● TASK REQUIREMENTS
Repeat word for word the part of the passage on surrogacy costs and an IT career that starts with "But having been" and goes on through "would stagger many.".

● TEXT PASSAGE
From the beginning we discussed the "having children" issue and I had to make a big internal decision: mainly to give up changing my career. It was my decision solely to make and I more than willingly made it, a testament to what a wonderful man my husband is. After our marriage we sold my house, bought a much bigger house in town (3x the price my house sold for), and my son started college. In our minds, we naively thought we would get a surrogate pregnant the first time and it would run us around 30K - 40k tops. I almost laugh now about those initial thoughts. Almost.

But having been off work for the last six months has reminded me how much I no longer enjoy my field. It's a niche field and quite frankly I should have been studying this entire "sabbatical". In my field, not only do you have to know a mountain of base level stuff, but you constantly have to stay updated. Blink and everything changes in the field of IT. Especially my area. The amount of time a techie reads to keep their skills updated would stagger many.

● SOURCE EXCERPT

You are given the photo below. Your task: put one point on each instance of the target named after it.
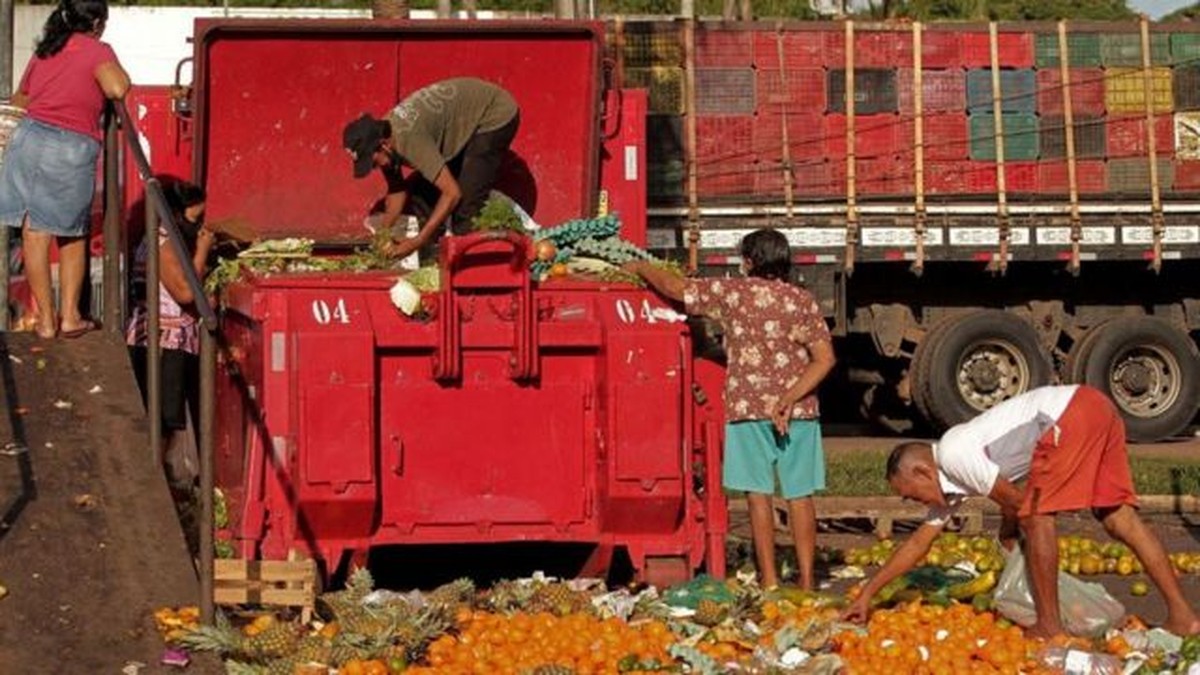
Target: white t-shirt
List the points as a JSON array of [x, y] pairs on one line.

● ANSWER FOR THE TASK
But having been off work for the last six months has reminded me how much I no longer enjoy my field. It's a niche field and quite frankly I should have been studying this entire "sabbatical". In my field, not only do you have to know a mountain of base level stuff, but you constantly have to stay updated. Blink and everything changes in the field of IT. Especially my area. The amount of time a techie reads to keep their skills updated would stagger many.